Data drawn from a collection
══════════

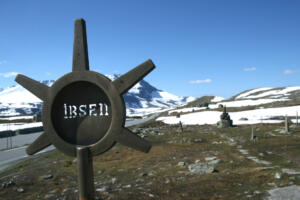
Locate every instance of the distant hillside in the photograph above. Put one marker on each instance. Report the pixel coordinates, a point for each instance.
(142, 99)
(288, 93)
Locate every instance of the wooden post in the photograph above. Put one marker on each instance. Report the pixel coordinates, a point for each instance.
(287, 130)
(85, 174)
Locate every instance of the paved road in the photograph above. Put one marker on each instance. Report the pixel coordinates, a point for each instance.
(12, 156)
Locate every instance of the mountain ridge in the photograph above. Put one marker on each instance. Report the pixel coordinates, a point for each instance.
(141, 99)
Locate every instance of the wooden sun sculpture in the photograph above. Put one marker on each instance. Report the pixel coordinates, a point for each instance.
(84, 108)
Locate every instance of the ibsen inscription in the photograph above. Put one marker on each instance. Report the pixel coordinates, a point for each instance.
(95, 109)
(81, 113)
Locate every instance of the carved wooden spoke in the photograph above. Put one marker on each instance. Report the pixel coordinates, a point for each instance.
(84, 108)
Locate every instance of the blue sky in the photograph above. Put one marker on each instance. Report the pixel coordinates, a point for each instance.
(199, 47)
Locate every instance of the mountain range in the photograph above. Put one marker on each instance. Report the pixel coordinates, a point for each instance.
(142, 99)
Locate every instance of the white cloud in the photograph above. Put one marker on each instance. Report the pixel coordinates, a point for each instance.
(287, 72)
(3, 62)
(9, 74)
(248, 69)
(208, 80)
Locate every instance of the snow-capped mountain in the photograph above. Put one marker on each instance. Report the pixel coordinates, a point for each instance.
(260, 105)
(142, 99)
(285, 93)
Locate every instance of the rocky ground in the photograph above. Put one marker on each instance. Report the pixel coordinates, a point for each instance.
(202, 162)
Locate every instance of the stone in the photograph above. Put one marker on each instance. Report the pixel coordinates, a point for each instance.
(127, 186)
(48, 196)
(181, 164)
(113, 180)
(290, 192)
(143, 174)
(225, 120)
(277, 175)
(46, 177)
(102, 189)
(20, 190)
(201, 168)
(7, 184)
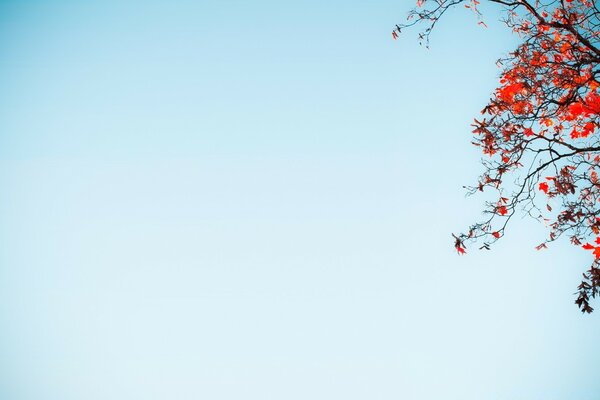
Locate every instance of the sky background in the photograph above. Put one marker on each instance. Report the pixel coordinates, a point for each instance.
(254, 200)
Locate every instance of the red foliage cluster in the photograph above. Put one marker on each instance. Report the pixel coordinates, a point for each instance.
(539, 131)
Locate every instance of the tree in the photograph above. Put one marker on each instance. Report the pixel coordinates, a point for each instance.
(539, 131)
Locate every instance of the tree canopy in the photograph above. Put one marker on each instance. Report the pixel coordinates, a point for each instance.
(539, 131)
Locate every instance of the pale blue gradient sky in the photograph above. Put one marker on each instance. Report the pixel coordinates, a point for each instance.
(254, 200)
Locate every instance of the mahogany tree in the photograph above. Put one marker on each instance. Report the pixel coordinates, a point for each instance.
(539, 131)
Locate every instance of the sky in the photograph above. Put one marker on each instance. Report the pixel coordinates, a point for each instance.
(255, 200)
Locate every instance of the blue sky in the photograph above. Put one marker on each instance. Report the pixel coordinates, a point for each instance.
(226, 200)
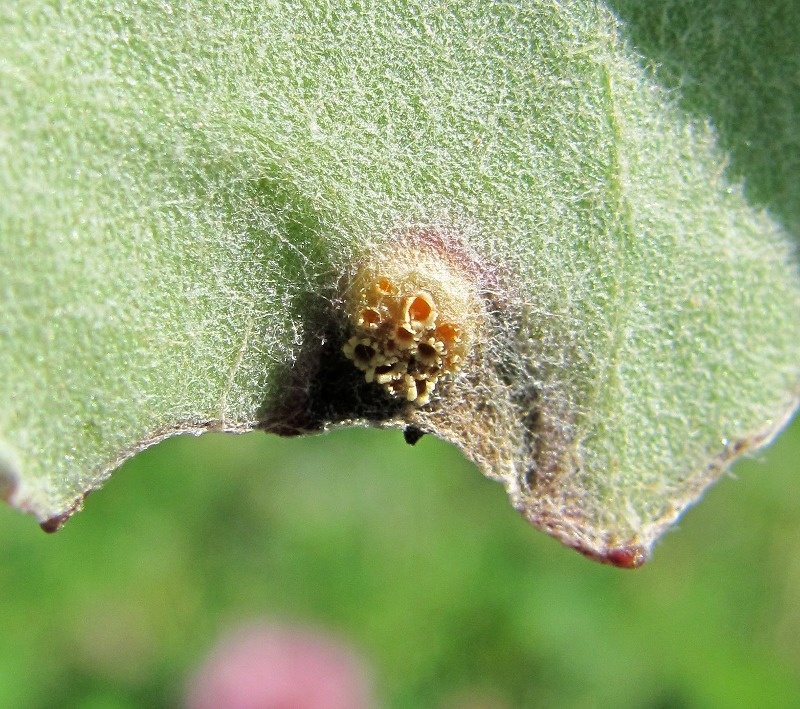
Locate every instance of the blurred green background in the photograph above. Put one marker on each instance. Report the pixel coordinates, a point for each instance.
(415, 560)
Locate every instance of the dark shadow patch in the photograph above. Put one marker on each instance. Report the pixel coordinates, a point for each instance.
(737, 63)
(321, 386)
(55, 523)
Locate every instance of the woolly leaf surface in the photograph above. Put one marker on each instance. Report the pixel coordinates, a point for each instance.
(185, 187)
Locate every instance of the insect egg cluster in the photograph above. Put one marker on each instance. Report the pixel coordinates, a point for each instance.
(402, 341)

══════════

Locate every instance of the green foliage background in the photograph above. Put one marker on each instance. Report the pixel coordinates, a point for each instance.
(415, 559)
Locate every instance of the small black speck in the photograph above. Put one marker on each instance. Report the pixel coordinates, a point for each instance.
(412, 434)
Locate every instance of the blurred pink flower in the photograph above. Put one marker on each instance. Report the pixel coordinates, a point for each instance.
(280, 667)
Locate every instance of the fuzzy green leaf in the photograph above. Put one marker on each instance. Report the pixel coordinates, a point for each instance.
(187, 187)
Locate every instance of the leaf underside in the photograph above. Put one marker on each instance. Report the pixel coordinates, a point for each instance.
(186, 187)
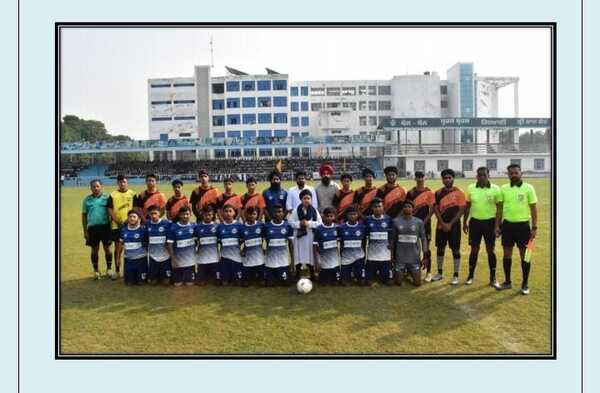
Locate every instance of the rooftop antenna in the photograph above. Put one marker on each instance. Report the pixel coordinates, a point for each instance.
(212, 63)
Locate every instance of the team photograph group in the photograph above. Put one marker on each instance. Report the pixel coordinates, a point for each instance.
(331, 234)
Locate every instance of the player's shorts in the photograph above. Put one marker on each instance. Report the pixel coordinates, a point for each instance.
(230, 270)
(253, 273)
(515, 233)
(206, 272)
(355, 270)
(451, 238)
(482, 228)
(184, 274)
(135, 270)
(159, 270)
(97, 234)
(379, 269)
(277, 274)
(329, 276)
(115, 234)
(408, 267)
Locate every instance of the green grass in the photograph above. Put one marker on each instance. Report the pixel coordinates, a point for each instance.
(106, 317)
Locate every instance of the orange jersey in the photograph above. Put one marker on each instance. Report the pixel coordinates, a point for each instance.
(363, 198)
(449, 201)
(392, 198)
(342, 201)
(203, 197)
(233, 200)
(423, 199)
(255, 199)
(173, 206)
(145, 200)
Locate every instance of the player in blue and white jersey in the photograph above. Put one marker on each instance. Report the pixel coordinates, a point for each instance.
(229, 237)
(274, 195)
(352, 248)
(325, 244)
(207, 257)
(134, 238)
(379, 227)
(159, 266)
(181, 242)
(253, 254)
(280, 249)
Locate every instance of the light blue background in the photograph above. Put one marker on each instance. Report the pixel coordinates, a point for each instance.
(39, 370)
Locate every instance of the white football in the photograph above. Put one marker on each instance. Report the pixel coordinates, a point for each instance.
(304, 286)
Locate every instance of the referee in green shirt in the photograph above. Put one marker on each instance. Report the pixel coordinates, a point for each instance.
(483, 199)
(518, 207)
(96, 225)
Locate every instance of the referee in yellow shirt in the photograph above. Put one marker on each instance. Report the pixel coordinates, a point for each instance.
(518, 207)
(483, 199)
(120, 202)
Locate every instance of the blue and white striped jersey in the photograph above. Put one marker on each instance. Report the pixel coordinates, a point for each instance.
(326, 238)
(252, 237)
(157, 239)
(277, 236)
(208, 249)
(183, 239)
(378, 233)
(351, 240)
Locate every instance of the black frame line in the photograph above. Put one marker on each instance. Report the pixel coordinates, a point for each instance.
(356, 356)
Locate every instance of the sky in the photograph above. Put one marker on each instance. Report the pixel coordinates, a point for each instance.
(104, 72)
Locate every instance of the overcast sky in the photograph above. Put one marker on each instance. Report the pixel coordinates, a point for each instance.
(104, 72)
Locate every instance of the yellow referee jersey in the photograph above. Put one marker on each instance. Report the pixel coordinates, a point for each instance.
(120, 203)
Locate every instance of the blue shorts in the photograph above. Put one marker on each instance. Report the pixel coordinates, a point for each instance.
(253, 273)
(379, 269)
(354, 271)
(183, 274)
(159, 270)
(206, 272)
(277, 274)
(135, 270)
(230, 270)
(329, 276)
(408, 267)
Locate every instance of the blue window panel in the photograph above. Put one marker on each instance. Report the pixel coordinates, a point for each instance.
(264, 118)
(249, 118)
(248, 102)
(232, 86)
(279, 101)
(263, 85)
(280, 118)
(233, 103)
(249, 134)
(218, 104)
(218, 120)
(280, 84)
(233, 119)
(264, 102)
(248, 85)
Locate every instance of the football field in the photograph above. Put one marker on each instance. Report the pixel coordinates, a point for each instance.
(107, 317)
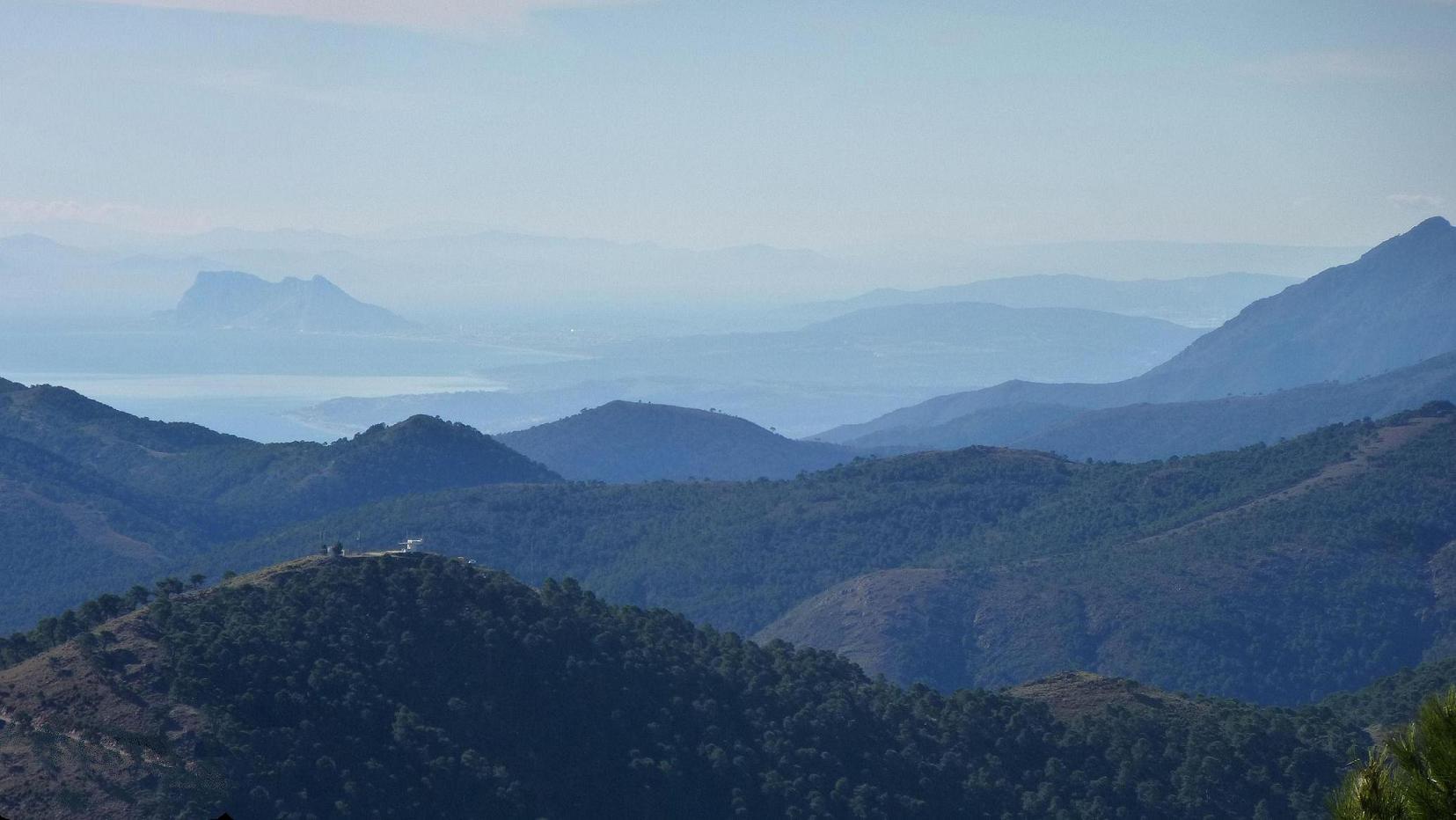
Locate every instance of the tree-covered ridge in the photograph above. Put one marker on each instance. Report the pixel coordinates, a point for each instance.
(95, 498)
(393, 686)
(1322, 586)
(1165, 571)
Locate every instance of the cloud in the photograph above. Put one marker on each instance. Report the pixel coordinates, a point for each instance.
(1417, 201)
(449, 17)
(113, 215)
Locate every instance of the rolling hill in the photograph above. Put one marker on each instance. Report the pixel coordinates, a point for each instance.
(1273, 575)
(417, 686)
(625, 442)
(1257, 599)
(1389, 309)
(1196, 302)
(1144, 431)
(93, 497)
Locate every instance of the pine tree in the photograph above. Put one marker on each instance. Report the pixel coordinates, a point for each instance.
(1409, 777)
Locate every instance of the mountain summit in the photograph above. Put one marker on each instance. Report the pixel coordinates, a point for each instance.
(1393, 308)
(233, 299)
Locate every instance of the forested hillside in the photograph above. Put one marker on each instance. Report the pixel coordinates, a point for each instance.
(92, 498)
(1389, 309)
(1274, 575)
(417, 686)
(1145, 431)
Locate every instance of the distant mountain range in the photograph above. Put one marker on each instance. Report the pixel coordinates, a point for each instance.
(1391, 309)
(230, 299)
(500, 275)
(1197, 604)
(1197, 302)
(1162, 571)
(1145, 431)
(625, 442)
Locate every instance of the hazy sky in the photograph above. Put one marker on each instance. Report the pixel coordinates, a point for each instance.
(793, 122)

══════════

Pick out and copy in full every line of the material above that contains the word "blurred".

Locate every instance of the blurred green background in the photograph above. Put one marker on each instance. Report the pixel coordinates, a point for each instance.
Locate every instance of the blurred pink flower in the photograph above. Put one marker on each instance. Report the pixel coordinates, a point for each instance.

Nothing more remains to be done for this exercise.